• **Stated task a**
Answer these questions using the piece about Twitter below, one answer per line:
(i) What did the writer's mother proudly announce on the phone?
(ii) How many characters at most can a Twitter update have?
(iii) Who showed the writer how Twitter works?

Start of Quoted text

The other night, I wincingly answered a phone call from my mother, expecting to be chastised yet again for neglecting summer job applications, or questioned for the hundredth time about Parent's Weekend. As it turned out, the purpose of her call was to proudly inform me, "Emily, I got a Twitter account!"

She clearly expected me to be impressed. My mother, who elicits daily eye-rolls from my little brother with her hopeless attempts to understand the inner workings of Facebook, was riding the crest of a technological trend. With a not-so-subtle note of smugness in her voice, she aked why I don't Twitter.

If she had asked me the same question a month or two ago, I would have been embarrassed. Back then, I had heard the application referenced in several conversations, seen it discussed in various newspaper articles and noticed links to it on multiple websites, but I had not the faintest idea what it was. As the frequency of Twitter name-dropping increased, I started to get nervous -- was the latest social networking frenzy passing me by? Had I missed the memo that Facebook was going the way of Myspace? Hannah Montana, the Jonas Brothers and Webkinz had already forced me to come to terms with the fact that I was no longer in touch with the youngest American consumer demographic, but I couldn't possibly be too old for the social networking scene, could I?

Luckily I found a floormate who could show me how Twitter works, and quickly realized I wasn't missing anything. The concept of the site is that users write 140-character-or-fewer updates about what they're currently doing or feeling, and these messages, or "tweets," are sent out to all of those users' "followers" -- the Twitter equivalent of Facebook friends. It's like a Facebook where all you can do is update your status -- no wall posts, photo albums, bumper stickers or poking.

End of Quoted text
Start of Records provided

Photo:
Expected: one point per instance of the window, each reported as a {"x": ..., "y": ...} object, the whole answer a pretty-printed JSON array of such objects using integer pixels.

End of Records provided
Start of Records provided

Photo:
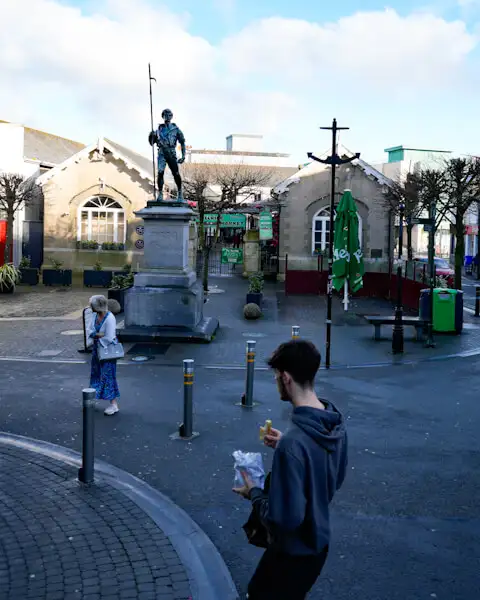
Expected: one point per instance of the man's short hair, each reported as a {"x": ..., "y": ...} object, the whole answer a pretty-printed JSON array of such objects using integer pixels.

End of Records provided
Start of Records provided

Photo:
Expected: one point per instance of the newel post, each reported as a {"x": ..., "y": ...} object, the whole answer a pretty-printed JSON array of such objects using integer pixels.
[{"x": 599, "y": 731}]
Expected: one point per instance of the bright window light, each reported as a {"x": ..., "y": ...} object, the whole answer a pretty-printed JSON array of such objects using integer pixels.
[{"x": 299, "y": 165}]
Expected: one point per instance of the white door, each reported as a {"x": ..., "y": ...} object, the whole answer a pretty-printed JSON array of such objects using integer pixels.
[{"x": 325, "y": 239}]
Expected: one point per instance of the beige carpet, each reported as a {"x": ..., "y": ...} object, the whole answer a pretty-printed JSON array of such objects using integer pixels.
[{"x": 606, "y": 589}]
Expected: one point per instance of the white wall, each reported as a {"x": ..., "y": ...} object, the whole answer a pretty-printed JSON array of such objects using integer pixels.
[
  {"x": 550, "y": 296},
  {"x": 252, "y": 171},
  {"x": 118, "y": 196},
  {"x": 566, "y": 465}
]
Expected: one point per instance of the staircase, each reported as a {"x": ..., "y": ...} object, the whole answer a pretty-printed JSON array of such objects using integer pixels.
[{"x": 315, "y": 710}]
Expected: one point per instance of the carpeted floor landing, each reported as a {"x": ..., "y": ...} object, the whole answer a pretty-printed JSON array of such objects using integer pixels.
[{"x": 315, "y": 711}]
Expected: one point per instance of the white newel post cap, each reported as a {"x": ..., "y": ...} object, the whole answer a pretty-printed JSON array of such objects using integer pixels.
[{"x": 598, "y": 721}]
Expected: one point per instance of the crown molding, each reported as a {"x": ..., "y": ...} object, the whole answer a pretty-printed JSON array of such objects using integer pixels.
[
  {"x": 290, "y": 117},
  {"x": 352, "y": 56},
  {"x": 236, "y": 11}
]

End of Records provided

• **Stated task b**
Collect every line of the entries above that holds the word "white". Case counts.

• **Correct output a**
(i) "Emily, I got a Twitter account!"
(ii) 140
(iii) A floormate

• **Correct output b**
Expected: one point per instance of the white door, each reported as a {"x": ..., "y": ...} object, the whole answer a pretty-printed JSON array of such objects using integer pixels.
Expected: one point per instance of the white wall, each reported as a {"x": ..., "y": ...} object, the whole answer a pretty-printed JSON array of such objects using integer pixels.
Expected: one point per instance of the white newel post cap, each reported as a {"x": ..., "y": ...} object, the whole answer a pretty-printed JSON array of such objects using integer pixels.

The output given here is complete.